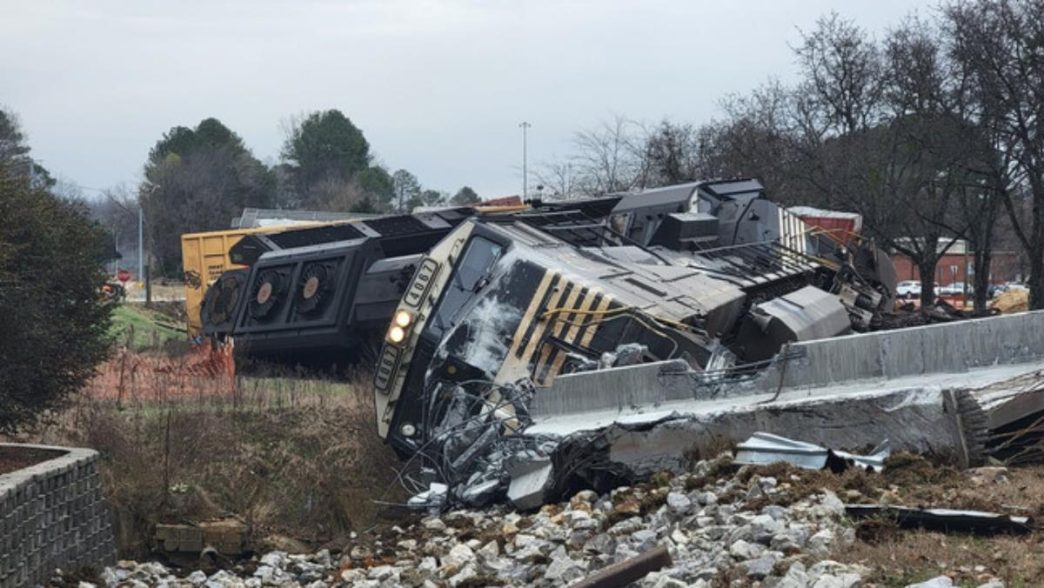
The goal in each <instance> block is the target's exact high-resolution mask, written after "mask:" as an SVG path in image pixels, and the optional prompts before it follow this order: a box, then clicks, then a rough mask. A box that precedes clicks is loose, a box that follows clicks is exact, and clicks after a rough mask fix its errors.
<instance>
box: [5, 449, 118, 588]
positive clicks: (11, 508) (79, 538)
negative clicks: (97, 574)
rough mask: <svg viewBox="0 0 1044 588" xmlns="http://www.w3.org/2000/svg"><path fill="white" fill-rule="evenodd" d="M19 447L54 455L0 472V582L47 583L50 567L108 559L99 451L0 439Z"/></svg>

=-=-=

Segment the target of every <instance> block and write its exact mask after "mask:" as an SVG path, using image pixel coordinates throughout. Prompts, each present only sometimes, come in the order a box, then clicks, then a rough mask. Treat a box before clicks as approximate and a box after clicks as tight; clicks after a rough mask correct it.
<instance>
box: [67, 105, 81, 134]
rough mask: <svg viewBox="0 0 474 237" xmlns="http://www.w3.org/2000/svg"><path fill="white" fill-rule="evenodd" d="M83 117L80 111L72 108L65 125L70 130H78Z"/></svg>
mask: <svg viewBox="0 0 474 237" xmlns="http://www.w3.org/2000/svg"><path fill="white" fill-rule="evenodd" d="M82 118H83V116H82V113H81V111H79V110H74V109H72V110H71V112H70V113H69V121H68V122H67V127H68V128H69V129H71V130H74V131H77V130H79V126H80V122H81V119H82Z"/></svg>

=-=-=

(Your instructions)
Return word for word the lines above from the line with "The goal in" to the line with "negative clicks: (97, 574)", including both and leaving out all others.

(Task output)
The goal in each <instance> block is the target's exact high-resolution mask, written after "mask:" as an SVG path in image pixels, and the optional prompts before it follow this order: a box, then clicks, then a rough mask. A box that precedes clicks is loose, a box that follows clicks is exact, and clicks after a rough mask fix its errors.
<instance>
box: [5, 449, 118, 588]
positive clicks: (11, 508) (79, 538)
negative clicks: (97, 574)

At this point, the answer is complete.